**DIRECTIVE**
Filter the material below, keeping only the lines that contain the string "boxes", and copy each of those lines.

# START OF RECORD EXTRACTS

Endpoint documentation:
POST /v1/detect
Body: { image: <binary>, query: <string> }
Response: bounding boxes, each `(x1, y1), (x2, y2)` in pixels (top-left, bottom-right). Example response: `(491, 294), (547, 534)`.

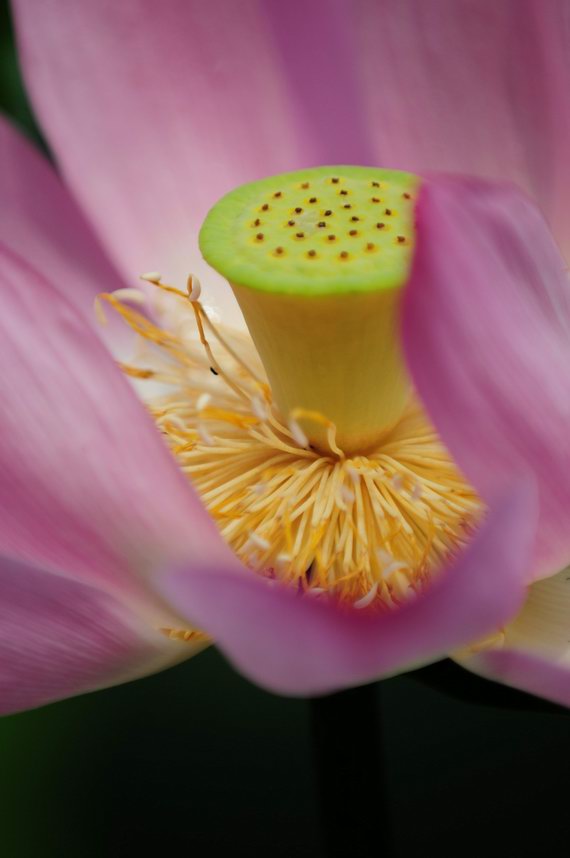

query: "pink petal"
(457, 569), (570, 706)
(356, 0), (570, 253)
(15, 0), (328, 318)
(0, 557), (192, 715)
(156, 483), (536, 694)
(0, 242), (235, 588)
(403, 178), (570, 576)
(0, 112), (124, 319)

# END OF RECORD EXTRACTS
# START OF RECORD EXTRACTS

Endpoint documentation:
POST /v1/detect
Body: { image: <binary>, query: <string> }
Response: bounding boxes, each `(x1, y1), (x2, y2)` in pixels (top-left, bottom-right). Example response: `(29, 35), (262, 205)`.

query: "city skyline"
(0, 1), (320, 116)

# END OF RECORD EXTRACTS

**REPLY TO THE EXERCISE**
Response: bounding boxes, each `(x1, y1), (x2, y2)` in pixels (top-left, bottom-right). Example response: `(491, 294), (547, 534)`.
Response: bounding boxes, each `(x1, y1), (x2, y2)` in pixels (top-left, bottom-right). Example response: `(29, 35), (262, 205)`.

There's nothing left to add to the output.